_GOAL_
Rewrite the material from the line with "of the hanging" up to and including the line with "<point>180,222</point>", changing "chain" to "rope" and leaving everything else as it is.

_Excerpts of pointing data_
####

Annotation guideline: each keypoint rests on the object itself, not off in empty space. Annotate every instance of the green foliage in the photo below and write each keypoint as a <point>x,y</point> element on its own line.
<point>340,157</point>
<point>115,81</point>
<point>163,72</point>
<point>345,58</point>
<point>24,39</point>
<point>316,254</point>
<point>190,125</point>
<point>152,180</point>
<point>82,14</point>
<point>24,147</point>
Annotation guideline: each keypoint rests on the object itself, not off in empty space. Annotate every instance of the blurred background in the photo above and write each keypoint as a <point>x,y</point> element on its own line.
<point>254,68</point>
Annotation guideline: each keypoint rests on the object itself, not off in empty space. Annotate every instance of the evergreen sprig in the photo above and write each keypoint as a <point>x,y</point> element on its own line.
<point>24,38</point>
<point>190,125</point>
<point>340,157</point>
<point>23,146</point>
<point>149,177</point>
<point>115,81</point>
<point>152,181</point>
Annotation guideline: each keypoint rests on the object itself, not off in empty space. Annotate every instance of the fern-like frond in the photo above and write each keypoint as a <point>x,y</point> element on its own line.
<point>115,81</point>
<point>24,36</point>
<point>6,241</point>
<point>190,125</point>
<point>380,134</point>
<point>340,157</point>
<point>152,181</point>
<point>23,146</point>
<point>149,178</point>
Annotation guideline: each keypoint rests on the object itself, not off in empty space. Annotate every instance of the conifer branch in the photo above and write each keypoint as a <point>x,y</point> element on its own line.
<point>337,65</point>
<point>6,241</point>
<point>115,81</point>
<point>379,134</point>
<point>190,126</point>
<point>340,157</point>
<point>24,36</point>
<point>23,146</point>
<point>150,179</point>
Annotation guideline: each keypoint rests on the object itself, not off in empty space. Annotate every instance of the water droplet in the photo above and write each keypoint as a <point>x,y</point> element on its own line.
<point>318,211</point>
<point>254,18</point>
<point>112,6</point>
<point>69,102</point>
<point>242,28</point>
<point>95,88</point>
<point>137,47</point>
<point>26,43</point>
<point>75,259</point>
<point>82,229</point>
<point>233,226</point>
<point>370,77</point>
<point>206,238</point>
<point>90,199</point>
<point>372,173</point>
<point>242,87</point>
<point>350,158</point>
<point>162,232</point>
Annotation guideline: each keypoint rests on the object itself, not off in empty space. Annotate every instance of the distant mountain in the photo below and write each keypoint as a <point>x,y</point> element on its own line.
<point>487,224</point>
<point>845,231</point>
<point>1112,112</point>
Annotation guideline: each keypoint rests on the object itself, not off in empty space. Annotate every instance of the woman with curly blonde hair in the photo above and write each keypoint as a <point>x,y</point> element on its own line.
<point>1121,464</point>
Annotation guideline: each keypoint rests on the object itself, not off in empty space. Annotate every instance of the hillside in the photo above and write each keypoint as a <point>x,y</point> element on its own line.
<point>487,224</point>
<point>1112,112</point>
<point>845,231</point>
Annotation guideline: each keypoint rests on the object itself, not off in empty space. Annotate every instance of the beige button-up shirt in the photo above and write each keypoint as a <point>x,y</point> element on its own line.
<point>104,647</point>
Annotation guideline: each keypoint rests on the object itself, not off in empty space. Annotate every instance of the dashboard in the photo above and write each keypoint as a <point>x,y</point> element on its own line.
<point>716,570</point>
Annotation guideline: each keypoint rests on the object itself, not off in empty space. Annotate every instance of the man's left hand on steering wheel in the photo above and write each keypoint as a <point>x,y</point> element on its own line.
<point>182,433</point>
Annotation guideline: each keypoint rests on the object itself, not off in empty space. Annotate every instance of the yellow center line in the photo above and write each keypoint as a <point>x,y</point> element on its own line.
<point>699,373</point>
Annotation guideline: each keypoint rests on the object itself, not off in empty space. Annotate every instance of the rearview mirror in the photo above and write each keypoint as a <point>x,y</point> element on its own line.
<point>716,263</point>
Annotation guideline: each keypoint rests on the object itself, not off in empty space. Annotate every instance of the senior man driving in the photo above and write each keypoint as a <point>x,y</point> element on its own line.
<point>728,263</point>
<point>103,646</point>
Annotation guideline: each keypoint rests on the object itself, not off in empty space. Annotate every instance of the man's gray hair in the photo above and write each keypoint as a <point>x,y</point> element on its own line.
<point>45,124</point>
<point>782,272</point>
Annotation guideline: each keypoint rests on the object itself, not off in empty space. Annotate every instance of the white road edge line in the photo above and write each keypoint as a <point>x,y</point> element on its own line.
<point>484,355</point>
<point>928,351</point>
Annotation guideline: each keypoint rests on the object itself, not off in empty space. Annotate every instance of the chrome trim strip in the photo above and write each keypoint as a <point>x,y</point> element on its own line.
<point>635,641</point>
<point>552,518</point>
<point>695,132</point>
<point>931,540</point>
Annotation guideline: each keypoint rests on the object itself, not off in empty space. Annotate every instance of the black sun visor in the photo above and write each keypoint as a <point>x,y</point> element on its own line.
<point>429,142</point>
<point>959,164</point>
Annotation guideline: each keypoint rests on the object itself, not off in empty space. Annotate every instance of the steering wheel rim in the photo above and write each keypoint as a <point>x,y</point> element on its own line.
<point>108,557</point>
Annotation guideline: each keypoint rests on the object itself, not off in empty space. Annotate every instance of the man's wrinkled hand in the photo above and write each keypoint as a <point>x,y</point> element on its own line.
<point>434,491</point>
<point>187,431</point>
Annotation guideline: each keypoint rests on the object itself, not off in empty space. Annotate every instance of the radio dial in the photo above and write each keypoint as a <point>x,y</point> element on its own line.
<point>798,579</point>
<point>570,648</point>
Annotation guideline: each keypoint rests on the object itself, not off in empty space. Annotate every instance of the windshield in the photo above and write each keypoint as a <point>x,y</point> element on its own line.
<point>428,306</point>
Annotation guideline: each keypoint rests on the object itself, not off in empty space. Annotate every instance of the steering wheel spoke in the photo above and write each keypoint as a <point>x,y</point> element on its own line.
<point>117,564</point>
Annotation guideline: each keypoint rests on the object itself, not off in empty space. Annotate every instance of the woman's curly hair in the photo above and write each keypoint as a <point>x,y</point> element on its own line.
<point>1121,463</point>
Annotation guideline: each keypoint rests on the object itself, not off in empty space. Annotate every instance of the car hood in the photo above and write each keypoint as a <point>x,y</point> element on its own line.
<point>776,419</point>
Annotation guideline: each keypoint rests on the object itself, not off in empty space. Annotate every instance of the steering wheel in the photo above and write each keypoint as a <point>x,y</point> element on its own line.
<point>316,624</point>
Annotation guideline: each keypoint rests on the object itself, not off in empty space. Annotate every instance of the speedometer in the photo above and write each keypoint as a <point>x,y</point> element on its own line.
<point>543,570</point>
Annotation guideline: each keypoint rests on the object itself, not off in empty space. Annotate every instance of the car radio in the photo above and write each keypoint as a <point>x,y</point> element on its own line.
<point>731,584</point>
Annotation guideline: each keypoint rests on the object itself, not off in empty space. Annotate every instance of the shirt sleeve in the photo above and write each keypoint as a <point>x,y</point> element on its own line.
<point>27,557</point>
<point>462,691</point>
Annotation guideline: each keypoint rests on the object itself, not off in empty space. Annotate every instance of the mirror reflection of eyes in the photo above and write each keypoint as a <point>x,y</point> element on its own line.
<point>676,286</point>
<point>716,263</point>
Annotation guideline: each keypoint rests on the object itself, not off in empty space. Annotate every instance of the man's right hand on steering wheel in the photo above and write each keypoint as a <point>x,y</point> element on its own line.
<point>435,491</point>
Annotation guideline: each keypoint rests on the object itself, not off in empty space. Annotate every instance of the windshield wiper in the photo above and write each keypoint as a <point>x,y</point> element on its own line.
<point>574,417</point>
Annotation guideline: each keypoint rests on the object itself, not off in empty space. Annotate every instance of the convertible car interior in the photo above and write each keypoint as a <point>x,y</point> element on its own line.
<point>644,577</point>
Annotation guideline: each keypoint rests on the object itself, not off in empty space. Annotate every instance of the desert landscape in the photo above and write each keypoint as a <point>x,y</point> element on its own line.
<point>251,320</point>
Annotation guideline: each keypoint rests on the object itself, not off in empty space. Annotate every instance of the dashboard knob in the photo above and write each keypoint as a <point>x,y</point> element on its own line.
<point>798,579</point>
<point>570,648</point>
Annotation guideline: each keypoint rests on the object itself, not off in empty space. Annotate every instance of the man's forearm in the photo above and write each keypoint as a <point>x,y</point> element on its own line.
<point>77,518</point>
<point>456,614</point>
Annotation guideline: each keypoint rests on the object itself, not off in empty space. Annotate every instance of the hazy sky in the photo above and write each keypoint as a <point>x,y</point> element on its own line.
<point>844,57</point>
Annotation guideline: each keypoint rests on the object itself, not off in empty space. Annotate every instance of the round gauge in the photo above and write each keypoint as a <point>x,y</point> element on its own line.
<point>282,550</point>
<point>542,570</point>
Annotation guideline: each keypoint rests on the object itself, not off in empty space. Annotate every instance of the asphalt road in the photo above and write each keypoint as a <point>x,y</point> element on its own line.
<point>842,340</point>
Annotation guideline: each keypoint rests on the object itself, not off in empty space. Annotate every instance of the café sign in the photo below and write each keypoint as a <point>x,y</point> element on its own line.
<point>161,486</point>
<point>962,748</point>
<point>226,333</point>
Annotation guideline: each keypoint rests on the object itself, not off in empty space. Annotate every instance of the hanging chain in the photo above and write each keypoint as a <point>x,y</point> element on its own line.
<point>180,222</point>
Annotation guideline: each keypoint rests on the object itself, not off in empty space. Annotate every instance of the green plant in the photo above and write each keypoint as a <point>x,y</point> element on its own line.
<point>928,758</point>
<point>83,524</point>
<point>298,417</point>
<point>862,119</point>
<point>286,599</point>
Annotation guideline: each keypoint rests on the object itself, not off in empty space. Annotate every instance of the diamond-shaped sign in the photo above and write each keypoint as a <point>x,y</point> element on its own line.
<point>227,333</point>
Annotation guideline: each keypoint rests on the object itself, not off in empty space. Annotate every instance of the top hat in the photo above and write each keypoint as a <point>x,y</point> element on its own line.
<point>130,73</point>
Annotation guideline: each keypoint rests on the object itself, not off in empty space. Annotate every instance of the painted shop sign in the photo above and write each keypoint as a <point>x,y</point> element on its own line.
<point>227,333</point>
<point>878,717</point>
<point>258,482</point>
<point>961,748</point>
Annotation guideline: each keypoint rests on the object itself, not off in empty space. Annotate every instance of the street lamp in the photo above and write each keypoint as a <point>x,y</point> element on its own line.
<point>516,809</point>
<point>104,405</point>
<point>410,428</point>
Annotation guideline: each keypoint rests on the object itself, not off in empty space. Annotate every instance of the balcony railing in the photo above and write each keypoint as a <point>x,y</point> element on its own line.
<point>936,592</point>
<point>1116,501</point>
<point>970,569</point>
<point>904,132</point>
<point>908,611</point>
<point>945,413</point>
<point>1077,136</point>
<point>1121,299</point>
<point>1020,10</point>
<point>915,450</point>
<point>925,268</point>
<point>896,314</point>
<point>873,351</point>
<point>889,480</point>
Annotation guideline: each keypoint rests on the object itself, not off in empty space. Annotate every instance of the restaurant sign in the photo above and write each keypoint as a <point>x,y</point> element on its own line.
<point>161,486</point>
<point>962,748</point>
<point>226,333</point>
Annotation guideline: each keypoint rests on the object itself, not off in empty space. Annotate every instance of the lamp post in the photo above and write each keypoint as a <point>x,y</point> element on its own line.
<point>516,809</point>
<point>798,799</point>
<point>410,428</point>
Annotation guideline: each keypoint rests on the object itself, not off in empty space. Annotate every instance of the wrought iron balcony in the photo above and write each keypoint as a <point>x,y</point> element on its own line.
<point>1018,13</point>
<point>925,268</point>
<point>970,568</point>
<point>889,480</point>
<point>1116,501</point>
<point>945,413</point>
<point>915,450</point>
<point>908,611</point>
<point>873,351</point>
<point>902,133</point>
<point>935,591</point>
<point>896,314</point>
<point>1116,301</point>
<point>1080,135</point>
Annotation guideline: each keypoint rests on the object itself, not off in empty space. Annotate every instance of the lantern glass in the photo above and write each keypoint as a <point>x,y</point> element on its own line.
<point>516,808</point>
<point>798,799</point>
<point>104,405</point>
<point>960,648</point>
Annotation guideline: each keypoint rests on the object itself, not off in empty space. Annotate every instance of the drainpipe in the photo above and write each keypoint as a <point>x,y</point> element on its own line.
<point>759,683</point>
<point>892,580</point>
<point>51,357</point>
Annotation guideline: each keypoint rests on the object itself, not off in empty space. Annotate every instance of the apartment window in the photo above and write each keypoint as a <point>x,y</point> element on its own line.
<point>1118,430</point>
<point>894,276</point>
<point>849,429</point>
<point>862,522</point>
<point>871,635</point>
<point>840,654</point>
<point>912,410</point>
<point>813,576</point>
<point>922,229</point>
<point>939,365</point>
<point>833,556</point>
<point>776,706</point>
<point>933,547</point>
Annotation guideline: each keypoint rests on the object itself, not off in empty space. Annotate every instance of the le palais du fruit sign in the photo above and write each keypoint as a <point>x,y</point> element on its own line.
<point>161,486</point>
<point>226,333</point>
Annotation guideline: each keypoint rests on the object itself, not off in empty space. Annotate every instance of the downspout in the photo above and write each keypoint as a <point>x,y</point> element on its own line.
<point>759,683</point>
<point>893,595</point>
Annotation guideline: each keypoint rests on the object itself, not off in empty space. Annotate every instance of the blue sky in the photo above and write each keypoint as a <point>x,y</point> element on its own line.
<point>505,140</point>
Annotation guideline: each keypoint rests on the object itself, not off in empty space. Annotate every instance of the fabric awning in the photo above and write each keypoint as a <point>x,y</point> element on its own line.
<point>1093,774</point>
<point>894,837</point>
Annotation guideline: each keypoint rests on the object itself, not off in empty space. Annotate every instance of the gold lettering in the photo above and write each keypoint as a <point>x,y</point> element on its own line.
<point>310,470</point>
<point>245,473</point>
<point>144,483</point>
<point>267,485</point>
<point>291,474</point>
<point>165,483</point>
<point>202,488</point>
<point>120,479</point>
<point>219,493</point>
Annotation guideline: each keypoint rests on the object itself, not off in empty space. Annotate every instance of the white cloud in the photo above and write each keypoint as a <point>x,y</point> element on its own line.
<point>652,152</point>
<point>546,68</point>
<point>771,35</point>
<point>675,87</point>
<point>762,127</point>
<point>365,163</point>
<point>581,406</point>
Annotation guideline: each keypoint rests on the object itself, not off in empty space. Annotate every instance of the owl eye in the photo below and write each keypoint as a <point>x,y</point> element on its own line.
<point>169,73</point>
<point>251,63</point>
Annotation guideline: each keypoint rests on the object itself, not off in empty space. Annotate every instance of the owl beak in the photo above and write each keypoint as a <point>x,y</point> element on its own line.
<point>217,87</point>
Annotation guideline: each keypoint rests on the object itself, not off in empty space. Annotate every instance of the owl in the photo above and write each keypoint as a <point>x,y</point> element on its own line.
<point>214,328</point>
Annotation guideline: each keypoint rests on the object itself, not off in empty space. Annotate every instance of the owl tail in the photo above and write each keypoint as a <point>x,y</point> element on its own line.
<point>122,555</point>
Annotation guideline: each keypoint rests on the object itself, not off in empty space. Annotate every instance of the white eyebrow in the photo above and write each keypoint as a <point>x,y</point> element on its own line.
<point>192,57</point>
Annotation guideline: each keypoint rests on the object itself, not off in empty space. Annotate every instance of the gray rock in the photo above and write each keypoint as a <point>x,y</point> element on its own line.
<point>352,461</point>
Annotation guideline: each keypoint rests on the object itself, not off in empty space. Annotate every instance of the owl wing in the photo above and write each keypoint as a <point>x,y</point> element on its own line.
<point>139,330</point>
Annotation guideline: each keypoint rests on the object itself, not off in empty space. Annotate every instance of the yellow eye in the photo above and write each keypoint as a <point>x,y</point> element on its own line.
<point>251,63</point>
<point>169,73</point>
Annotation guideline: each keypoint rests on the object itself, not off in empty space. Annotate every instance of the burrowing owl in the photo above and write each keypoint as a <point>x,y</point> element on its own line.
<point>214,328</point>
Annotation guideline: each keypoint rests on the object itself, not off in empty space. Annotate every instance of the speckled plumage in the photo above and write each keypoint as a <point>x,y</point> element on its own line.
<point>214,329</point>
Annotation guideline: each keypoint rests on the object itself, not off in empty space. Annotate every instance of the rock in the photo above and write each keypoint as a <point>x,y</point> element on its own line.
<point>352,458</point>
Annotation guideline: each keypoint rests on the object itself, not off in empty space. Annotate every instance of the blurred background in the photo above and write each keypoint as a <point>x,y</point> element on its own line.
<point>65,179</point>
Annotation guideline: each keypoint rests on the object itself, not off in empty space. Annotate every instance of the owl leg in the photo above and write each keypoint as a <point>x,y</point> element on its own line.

####

_EXPECTED ANSWER_
Annotation guideline: each keypoint rests on the object itself, not off in empty space. Annotate every instance of the hanging rope in the photo above and write each keypoint as a <point>x,y</point> element on its own line.
<point>180,222</point>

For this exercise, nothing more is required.